Prompt -> Look below for the line with "Could you kindly pick out the crashed". Extract that line and each one after it through the last, word for word.

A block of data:
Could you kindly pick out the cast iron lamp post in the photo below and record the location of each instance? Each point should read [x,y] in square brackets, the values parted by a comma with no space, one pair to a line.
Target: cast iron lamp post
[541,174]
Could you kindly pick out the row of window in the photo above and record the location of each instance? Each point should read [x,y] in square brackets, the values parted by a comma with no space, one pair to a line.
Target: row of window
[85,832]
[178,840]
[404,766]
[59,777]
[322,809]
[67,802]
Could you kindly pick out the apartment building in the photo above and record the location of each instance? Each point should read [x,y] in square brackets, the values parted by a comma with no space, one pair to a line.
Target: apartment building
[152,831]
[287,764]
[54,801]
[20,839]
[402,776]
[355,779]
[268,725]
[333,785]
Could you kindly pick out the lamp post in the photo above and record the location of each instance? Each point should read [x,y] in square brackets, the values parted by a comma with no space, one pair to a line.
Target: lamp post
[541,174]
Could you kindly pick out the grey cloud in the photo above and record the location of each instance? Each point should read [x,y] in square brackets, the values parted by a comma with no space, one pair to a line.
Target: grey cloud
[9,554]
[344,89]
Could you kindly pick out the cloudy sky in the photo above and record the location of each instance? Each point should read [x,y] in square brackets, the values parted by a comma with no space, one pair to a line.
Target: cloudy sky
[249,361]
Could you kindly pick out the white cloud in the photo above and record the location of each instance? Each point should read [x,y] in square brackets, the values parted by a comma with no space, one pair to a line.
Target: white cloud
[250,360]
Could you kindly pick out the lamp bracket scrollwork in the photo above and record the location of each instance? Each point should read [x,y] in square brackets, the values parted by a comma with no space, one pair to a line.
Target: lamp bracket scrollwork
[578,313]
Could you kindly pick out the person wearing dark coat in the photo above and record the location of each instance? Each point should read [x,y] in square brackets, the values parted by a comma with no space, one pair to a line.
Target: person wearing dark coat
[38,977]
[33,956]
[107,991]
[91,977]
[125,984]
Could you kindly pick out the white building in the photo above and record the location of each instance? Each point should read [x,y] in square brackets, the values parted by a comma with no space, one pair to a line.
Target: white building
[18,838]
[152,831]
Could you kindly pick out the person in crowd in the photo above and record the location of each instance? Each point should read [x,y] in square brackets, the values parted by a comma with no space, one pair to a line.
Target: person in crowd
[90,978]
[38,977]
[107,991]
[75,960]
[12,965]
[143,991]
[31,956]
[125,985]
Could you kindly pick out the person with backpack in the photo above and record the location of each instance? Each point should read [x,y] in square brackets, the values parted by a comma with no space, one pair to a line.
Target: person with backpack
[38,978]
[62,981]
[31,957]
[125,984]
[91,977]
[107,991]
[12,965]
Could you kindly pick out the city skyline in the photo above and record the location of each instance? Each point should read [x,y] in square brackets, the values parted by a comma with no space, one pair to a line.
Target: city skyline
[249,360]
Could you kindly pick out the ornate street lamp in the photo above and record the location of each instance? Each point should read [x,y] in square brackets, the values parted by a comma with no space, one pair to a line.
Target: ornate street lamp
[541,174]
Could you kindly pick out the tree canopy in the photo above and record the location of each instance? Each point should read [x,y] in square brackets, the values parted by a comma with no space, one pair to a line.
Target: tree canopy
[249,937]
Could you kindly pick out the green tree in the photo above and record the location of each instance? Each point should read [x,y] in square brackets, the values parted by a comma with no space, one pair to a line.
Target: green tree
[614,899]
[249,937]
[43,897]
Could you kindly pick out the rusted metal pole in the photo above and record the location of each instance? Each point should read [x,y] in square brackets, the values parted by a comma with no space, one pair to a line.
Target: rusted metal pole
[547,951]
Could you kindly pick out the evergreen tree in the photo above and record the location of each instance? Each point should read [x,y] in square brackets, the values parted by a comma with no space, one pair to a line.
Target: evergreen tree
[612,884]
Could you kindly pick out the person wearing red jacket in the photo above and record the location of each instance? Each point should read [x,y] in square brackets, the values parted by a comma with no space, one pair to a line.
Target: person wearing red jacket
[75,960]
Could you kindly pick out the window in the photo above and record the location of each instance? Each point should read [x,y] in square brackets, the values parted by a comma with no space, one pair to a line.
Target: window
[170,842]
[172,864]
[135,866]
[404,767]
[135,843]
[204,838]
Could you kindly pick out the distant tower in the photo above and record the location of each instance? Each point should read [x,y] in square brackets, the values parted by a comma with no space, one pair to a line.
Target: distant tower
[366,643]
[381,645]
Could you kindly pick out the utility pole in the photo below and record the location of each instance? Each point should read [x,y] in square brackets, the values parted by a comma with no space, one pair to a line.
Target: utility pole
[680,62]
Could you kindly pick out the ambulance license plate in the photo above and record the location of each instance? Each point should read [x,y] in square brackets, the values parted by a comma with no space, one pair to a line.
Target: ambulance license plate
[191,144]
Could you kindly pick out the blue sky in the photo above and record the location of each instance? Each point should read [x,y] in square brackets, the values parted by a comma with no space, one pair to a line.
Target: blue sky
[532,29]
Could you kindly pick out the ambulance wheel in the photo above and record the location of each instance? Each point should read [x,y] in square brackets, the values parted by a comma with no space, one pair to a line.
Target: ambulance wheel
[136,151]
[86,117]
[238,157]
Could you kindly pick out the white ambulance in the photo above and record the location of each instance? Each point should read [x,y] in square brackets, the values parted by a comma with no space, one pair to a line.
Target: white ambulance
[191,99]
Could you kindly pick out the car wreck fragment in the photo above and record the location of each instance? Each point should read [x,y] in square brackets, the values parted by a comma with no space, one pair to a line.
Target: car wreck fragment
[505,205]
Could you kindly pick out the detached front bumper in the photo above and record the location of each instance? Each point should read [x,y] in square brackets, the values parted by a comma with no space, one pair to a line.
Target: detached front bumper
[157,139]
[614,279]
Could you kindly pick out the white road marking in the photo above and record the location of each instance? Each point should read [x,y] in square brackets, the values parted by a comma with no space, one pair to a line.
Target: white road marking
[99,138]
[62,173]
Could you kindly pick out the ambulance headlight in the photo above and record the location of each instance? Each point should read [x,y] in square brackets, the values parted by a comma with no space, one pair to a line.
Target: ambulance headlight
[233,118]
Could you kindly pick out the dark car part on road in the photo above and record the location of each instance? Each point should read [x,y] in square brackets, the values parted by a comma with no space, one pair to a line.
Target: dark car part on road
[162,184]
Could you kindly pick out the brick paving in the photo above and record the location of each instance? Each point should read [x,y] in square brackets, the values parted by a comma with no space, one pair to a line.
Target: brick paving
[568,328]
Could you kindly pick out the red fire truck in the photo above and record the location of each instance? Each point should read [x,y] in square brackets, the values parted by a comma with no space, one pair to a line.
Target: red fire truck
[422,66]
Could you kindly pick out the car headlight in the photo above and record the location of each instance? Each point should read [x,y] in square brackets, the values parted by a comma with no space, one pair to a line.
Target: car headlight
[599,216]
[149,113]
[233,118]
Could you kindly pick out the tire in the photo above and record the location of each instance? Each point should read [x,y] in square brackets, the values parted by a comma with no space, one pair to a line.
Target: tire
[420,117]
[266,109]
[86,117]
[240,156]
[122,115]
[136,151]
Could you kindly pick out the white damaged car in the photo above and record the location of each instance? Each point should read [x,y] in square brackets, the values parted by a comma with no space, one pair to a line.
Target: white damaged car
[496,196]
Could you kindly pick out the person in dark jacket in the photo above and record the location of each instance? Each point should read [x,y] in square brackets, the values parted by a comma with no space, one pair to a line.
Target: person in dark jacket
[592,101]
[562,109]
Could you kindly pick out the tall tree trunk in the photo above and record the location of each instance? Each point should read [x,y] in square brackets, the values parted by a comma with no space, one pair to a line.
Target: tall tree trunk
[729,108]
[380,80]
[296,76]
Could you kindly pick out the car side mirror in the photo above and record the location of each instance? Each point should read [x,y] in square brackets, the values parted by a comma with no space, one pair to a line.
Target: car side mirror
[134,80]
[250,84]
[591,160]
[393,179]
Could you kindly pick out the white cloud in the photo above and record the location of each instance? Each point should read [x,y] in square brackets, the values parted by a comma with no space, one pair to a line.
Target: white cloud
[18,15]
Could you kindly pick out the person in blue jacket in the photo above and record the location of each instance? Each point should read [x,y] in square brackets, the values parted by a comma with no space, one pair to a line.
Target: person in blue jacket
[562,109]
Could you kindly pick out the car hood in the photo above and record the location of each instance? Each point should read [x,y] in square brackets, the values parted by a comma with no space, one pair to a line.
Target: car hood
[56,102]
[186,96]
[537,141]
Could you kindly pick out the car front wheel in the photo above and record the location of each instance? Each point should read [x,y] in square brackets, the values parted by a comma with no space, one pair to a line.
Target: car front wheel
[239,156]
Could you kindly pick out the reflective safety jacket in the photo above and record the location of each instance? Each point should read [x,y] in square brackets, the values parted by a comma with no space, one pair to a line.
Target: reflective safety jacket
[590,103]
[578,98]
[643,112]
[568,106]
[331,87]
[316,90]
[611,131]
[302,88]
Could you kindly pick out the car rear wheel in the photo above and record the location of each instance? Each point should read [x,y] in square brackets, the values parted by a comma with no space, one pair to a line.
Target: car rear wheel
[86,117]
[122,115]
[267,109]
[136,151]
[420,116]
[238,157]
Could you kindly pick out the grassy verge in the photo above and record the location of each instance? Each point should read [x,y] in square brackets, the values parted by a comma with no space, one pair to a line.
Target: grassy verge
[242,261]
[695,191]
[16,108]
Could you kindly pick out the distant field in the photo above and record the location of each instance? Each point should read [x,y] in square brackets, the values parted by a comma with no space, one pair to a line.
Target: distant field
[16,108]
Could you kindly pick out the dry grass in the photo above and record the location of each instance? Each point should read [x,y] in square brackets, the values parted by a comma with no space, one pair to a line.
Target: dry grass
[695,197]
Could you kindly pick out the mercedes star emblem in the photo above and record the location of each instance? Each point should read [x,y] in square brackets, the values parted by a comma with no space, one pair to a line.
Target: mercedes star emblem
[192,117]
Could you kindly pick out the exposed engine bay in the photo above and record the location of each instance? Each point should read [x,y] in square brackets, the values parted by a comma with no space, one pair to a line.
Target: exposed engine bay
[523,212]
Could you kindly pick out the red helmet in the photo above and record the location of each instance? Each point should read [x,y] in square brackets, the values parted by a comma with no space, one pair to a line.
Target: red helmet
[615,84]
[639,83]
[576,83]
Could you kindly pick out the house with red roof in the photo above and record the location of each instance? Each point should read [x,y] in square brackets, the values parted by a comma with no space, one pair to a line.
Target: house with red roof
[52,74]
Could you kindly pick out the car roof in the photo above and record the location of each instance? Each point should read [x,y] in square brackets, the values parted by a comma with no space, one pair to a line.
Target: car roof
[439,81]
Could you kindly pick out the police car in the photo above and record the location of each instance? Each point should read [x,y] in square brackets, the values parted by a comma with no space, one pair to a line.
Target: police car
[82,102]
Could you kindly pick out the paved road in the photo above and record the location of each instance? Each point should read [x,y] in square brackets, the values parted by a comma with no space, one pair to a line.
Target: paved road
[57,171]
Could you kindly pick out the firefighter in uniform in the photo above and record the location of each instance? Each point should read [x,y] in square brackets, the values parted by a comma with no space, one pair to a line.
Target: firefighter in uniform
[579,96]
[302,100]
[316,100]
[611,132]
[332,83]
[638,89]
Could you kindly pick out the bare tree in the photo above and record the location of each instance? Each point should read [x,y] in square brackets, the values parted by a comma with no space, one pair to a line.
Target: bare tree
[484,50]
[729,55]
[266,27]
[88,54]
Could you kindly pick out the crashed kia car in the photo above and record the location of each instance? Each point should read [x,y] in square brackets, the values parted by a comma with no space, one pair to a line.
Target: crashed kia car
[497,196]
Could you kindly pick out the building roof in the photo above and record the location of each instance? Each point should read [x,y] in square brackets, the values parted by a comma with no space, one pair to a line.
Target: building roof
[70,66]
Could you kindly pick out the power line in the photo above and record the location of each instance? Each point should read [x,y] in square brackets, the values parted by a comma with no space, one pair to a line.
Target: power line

Exercise response ->
Could you kindly pick out the crashed kia car in the photo above and record the location of each instance? Each point should read [x,y] in square brackets, the values parted by a comma with no space, one pair to a line.
Target: crashed kia car
[497,196]
Could you kindly pick out the building roof in the photo above and record the location of each instance? Each point should read [x,y] in square brackets, the values parted by a comma with no space, one pair to a line.
Target: building roof
[70,66]
Could you kindly pick out the power line in the photo above and record the location of each instance? Each point should read [x,y] in square brackets, the values parted by a comma with no space, one pair to a line.
Target: power line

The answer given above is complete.